** What is asked **
Rewrite the rows below, switching "thickest part" to "widest part" wherever it occurs and leaving everything else as it stands.
═══
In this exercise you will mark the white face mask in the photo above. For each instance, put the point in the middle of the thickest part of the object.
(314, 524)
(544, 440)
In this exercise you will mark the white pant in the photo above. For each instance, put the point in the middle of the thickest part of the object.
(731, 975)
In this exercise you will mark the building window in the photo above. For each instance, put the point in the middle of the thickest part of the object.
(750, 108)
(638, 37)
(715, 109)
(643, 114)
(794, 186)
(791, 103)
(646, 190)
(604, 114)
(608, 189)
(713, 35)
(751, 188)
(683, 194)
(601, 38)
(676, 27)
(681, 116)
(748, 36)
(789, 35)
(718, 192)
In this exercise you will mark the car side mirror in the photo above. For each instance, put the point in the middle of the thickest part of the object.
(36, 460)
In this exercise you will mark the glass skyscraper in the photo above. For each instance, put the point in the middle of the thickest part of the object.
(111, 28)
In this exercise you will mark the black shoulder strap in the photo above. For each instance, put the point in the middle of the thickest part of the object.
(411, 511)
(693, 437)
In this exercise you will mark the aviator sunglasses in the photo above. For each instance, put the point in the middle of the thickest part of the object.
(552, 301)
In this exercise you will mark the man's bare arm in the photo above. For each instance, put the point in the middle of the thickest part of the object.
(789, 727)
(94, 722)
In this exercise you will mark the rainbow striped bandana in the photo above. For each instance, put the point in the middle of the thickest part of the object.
═══
** Answer for this exercise **
In this exercise you will mark the white face mask in the photo above. For each instance, put the point in the middle of the widest part of the object.
(314, 524)
(544, 440)
In this exercise you will mark the white pant in the photo above. For each instance, put the point in the middle of the widest part of the object.
(731, 975)
In this exercise you will mark the building window in the photo above. For each instance, put the point in the middle of the widest part of the object.
(750, 108)
(638, 37)
(715, 109)
(643, 114)
(794, 186)
(791, 103)
(646, 190)
(604, 114)
(608, 189)
(713, 35)
(751, 188)
(683, 194)
(601, 38)
(676, 27)
(681, 116)
(748, 36)
(789, 35)
(718, 192)
In this exercise you will mark the car side mirror in the photo above. For each instance, put the point in the middle of the widest part of the object.
(36, 460)
In this exercise you will mark the glass skyscraper in the photo above. For each instance, put the point in the middle of the widest part of the object.
(111, 28)
In this exercise you will mark the black shoulder strap in the photo above. For each instance, put the point in the middle of the widest part of the object.
(411, 511)
(693, 437)
In this exercise you will mark the aviator sunglasses in the photo above. For each instance, put the point in the middle of the widest part of the object.
(552, 301)
In this exercise you will mark the man's bare arm in the photo above. For each instance, put the point in the middle of the widest part of the object.
(789, 727)
(94, 722)
In this exercise you will mark the rainbow striped bandana in the photo above. For each instance, put the point in the middle of the widest part of the object.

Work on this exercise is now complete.